*** Block opens ***

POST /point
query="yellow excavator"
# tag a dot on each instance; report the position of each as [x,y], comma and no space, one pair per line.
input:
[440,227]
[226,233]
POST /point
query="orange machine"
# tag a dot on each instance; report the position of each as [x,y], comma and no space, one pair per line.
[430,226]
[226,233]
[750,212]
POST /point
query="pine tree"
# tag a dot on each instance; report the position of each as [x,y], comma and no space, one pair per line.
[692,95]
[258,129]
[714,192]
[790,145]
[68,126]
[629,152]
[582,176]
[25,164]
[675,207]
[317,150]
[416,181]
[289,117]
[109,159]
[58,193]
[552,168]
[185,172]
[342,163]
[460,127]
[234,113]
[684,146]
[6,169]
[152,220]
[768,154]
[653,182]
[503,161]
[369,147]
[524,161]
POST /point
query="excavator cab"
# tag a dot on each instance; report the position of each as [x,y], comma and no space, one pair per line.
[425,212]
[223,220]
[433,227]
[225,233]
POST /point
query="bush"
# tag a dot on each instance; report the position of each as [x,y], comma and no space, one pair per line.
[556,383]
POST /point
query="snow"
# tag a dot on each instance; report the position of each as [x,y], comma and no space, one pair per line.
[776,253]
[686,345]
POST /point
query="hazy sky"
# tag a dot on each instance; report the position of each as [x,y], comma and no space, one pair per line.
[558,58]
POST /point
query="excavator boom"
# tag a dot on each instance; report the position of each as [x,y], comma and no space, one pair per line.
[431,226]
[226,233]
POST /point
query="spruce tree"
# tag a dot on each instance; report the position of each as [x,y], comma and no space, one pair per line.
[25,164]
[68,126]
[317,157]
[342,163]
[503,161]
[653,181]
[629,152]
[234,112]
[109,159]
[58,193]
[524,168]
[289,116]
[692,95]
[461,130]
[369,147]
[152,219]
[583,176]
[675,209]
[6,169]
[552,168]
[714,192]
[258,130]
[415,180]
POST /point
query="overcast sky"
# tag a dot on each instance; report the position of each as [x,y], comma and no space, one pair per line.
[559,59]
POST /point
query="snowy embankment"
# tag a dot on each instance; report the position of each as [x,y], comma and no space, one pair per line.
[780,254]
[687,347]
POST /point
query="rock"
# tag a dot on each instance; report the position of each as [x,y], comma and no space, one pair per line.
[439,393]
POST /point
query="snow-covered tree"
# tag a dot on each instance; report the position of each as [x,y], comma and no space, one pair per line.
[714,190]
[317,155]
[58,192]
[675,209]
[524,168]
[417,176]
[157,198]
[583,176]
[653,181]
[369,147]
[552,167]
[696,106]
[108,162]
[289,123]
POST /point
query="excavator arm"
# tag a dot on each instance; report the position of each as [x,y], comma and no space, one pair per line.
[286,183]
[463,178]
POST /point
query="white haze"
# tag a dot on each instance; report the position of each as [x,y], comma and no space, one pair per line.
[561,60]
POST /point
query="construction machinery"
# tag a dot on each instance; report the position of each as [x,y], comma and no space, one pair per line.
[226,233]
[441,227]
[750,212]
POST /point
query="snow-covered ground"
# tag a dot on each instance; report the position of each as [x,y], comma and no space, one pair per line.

*** Block closes ***

## WHAT IS EXPECTED
Each line of the material should be returned exactly as it stands.

## SOLUTION BELOW
POST /point
query="yellow excavator"
# tag a dot on each instance; report the position of each as [x,y], comma and no space, one pair per line.
input:
[440,227]
[226,233]
POST /point
query="orange machine"
# tag a dot on each instance; report the position of each as [x,y], comma and no space, one pair per line.
[430,226]
[226,233]
[750,212]
POST /point
query="pine tree"
# tag a dot on each instance; report the position of each as [x,y], comma and no space, one pair per line.
[692,95]
[258,129]
[714,192]
[790,145]
[68,126]
[629,152]
[582,176]
[25,164]
[675,207]
[317,150]
[416,181]
[289,117]
[109,159]
[58,193]
[552,168]
[185,172]
[342,163]
[460,127]
[234,113]
[684,146]
[6,169]
[152,220]
[768,154]
[653,182]
[503,161]
[369,147]
[524,161]
POST /point
query="excavator cab"
# tag a dot on each instance; report the position of each as [x,y], comma and no space, one pair per line.
[425,212]
[223,220]
[433,227]
[225,233]
POST /point
query="bush"
# tag a dot on each instance; report the position of each as [x,y], comma and no space, one pair per line.
[556,383]
POST /point
query="snow"
# tag a dot on each instance; report the position of each as [x,y], comma and no space, one pair per line.
[776,253]
[686,345]
POST /point
query="hazy sky"
# tag a dot on each instance; report the position of each as [x,y], comma and no space, one pair per line.
[558,58]
POST /point
query="excavator boom"
# tag a dot on each instance; report the position of each as [x,y], comma and no space, one pair per line.
[431,226]
[226,233]
POST /point
query="spruce tree"
# tag a dot on each instance; report the position of each as [x,y], comma and no space, one pair per line.
[25,164]
[68,126]
[317,157]
[342,163]
[503,161]
[653,181]
[629,152]
[234,112]
[109,159]
[58,193]
[524,168]
[289,116]
[692,95]
[461,130]
[369,147]
[152,219]
[583,176]
[675,209]
[6,169]
[552,168]
[714,192]
[258,130]
[415,180]
POST /point
query="overcast sky"
# tag a dot on each instance; report the position of each as [x,y], comma and no space, one pair per line.
[559,59]
POST /point
query="snowy embankment"
# tag a dot on each instance; report the position of each as [x,y], comma and no space, one pair per line.
[780,254]
[687,347]
POST /point
query="rock"
# tag a dot on each instance; report the position of each as [x,y], comma and no space, one pair per line.
[439,393]
POST /point
query="snow-covered tree"
# tag a dot on each instance; report the position of each as [x,y], comma and no space, one pair per line.
[714,190]
[317,155]
[58,192]
[675,209]
[524,168]
[417,176]
[157,198]
[583,176]
[653,181]
[369,147]
[552,167]
[696,106]
[108,162]
[289,123]
POST /point
query="excavator arm"
# tag a dot on each instance; report the position of each as [x,y], comma and no space, one pair per line.
[286,183]
[463,178]
POST /point
query="white haze"
# tag a dot on each instance; report the position of each as [x,y], comma and no space, one pair per line.
[561,60]
POST /point
query="construction machinery"
# tag a dot on each instance; report the position of each as [x,y], comma and no space, one pair per line.
[226,233]
[441,227]
[750,212]
POST /point
query="snow-covered ground"
# tag a dot on each instance; report the position of each as [x,y], comma and no space, one pair per line.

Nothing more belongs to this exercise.